Given instruction: Update the rows from the first line through the line containing "(1182, 508)" by changing "dry grass" to "parched grass", and reproduce those lines with nothing else altered.

Data to process:
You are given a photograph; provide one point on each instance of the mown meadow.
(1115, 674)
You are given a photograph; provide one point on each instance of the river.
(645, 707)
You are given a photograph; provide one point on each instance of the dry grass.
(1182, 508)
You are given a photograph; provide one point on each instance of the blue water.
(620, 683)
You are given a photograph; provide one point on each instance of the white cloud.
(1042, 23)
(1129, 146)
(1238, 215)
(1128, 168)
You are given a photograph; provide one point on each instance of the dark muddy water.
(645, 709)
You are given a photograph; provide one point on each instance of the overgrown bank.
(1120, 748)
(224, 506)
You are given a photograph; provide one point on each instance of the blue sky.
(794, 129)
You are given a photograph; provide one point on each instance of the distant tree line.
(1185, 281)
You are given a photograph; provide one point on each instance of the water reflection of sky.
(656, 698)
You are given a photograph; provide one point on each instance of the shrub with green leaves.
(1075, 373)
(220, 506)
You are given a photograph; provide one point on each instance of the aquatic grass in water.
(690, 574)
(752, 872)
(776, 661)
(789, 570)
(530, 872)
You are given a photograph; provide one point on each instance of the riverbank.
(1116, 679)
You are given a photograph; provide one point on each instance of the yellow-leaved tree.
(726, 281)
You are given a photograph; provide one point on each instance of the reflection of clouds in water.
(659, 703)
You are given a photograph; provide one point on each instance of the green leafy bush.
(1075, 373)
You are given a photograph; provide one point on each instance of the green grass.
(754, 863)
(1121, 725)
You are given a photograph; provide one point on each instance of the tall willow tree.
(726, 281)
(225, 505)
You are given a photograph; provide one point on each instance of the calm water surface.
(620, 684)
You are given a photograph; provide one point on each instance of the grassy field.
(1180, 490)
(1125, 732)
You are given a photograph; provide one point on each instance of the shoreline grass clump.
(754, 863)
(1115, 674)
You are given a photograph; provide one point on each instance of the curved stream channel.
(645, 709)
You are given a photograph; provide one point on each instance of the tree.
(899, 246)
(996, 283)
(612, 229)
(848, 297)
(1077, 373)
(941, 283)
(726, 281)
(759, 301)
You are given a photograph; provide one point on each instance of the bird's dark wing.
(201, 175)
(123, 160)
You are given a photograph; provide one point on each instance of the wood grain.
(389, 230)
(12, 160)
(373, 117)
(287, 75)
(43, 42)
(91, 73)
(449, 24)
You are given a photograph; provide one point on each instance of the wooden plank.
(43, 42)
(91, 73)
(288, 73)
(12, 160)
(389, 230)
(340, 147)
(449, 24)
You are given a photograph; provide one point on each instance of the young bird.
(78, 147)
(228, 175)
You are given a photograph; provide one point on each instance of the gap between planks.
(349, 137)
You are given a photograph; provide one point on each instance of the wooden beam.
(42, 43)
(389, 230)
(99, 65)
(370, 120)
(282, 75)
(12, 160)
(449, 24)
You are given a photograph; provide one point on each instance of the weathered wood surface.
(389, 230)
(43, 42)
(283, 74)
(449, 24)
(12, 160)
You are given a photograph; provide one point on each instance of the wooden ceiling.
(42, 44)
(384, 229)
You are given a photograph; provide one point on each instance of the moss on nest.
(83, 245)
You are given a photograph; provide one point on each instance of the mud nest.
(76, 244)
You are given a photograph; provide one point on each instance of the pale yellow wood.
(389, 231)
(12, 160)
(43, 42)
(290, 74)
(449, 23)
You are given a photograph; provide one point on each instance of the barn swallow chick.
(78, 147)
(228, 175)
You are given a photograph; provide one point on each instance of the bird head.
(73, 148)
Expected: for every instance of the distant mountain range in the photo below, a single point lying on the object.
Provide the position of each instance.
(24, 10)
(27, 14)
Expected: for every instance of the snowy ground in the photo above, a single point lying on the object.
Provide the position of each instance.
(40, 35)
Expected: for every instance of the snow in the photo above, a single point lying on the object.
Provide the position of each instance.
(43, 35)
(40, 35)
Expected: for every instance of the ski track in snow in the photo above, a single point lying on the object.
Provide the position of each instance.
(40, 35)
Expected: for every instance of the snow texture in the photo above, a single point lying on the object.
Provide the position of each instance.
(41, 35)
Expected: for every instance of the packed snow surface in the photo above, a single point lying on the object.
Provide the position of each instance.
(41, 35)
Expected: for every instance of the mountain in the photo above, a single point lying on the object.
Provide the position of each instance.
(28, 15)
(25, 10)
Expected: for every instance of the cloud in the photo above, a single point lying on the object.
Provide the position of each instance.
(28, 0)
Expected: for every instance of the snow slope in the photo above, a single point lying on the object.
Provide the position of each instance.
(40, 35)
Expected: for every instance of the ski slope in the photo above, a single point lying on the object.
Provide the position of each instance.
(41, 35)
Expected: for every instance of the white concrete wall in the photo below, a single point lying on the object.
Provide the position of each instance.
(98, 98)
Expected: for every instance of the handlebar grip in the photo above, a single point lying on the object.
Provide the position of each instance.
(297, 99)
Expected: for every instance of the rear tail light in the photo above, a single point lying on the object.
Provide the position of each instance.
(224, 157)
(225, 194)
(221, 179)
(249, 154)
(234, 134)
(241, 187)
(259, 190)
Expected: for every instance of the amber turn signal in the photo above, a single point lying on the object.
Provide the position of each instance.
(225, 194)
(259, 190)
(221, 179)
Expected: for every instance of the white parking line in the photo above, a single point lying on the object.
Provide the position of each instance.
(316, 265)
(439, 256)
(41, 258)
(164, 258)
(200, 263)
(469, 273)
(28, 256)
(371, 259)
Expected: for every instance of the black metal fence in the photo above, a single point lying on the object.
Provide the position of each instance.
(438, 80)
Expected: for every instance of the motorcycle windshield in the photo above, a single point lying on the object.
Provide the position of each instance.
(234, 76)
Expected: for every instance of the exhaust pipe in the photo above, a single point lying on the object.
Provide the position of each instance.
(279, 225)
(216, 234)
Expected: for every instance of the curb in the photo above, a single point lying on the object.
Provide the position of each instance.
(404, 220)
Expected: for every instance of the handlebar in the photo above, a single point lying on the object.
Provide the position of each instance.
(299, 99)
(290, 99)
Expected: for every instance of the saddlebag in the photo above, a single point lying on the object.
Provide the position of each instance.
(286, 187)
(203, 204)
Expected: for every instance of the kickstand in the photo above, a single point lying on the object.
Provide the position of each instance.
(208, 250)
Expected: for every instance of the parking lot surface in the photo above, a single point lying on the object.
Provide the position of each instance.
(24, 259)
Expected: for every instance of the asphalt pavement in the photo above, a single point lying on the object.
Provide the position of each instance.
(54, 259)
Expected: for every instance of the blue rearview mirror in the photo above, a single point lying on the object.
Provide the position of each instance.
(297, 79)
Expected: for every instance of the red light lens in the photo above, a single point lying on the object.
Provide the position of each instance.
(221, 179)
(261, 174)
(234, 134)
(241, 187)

Full answer:
You are given a photograph; provide one point on each instance of the mown meadow.
(1115, 674)
You are given a photograph; provide one point on each instance of the river.
(645, 707)
You are given a photograph; provide one point on each instance of the parched grass.
(1182, 508)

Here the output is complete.